Descifrar los símbolos puede ser tarea de tontos, pero es inevitable para el espectador activo. Por puro entretenimiento, trataremos de hacerlo.
Un intertítulo temporal – “Ocho años después…” – nos lleva al protagonista putativo, un hombre (Pierre Batcheff) recorre en bicicleta las calles de Paris. Viste saco y corbata y al mismo tiempo lleva piezas del hábito de una monja. De su cuella cuelga una caja de madera. Una disolvencia le confiere apariencia fantasmagórica, y combina su forma con los edificios que pasa de largo. La cámara ofrece un close up de la caja, y disuelve a negro por un segundo para revelar a una mujer en un apartamento, leyendo. Es la misma mujer del ojo cortado, pero ahora lee, ilesa. Presintiendo la llegada del hombre, lanza el libro a un lado. Mira por la ventana, y su visible disgusto hace que el ciclista se desplome en la acera. Baja a la calle, besa amorosamente al hombre inmovil y abre la caja, sacando un pequeño paquete.
Un corte simple nos devuelve a su apartamento, donde la vemos desenvolver el paquete. Saca una corbata y un cuello de camisa. Los posa en la cama junto con las piezas del hábito de monja y la caja, en la posición que tendrían su el hombre que los portaba estuviera acostado en la cama. Ella se sienta a mirar intensamente las prendas, y esta acción parece materializar al ciclista sus espaldas. Él observa intensamente la palma de su mano. Tiene un agujero que parece estigma, y de ahí, salen hormigas. Un detalle del agujero hirviendo de hormigas se disuelve a la toma de una axila, y de ésta, a un erizo de mar posado en la arena.
Una disolvencia a negro nos devuelve a la calle, donde una figura masculina empuja una mano cercenada con un palo, mientras una multitud pulula a su alrededor. Ya de cerca, notamos que se trata de una mujer vistiendo ropas de hombre, con melancólica disposición. Un policía interviene, interpelando a la mujer. La pareja observa desde la ventana del apartamento. El policía recoge la mano y la guarda en una caja similar a la que el hombre de la bicicleta llevaba, y que la mujer ha subido al apartamento. La mutitud se dispersa, dejando a la mujer en el centro de la calle, abrazando la caja con intensidad. Automóviles empiezan a corren a su alrededor.

| Información proporcionada |
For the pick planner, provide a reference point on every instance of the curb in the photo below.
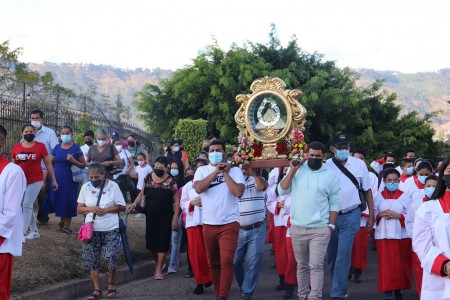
(78, 288)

| Acciones a realizar |
A: Según el bloque de texto, ¿qué sale del agujero que el hombre tiene en la palma de la mano?
B: Continúa el bloque de texto sobre la escena en la calle a partir de su última oración.
Los datos no tienen relación con el bloque de texto.

| Respuestas por tarea |
A: Salen hormigas.

B:
El hombre observa intensamente desde arriba. Los cortes entre el hombre mirando, los autos y la mujer en la calle, crean una sensación de suspenso, hasta que un coche efectivamente la arrolla. En el apartamento, el hombre se lanza sobre la protagonista con lascivos avances de caricaturesca exageración.
¿Que quiere decir todo esto? Pues, lo que usted quiera, o lo que usted interprete. Personalmente, creo que Buñuel usa las expectativas del espectador, condicionadas por otros productor culturales, para menoscabarlas y criticarlas. Al establecer a una pareja como protagonista, creemos que estamos ante una historia romántica. Pero el hombre parece morir y desaparecer. Y cuando regresa, reconstutido por piezas simbólicas de ropa y la voluntad de la mujer, se porta como un sátiro grotesco. Manosea sus pechos imaginándolos desnudos. El director nos mete en la cabeza del hombre, disoviendo de una toma de las manos sobre los pechos de la mujer arropada, a una toma de la misma acción sobre el cuerpo desnudo. La disolvencia nos comunica que pasamos del mundo real – al menos, cuan real pueda ser – al espacio mental del hombre. El repunte cómico viene después, cundo cortamos a un close up del hombre, con los ojos en blanco y babeándose de placer.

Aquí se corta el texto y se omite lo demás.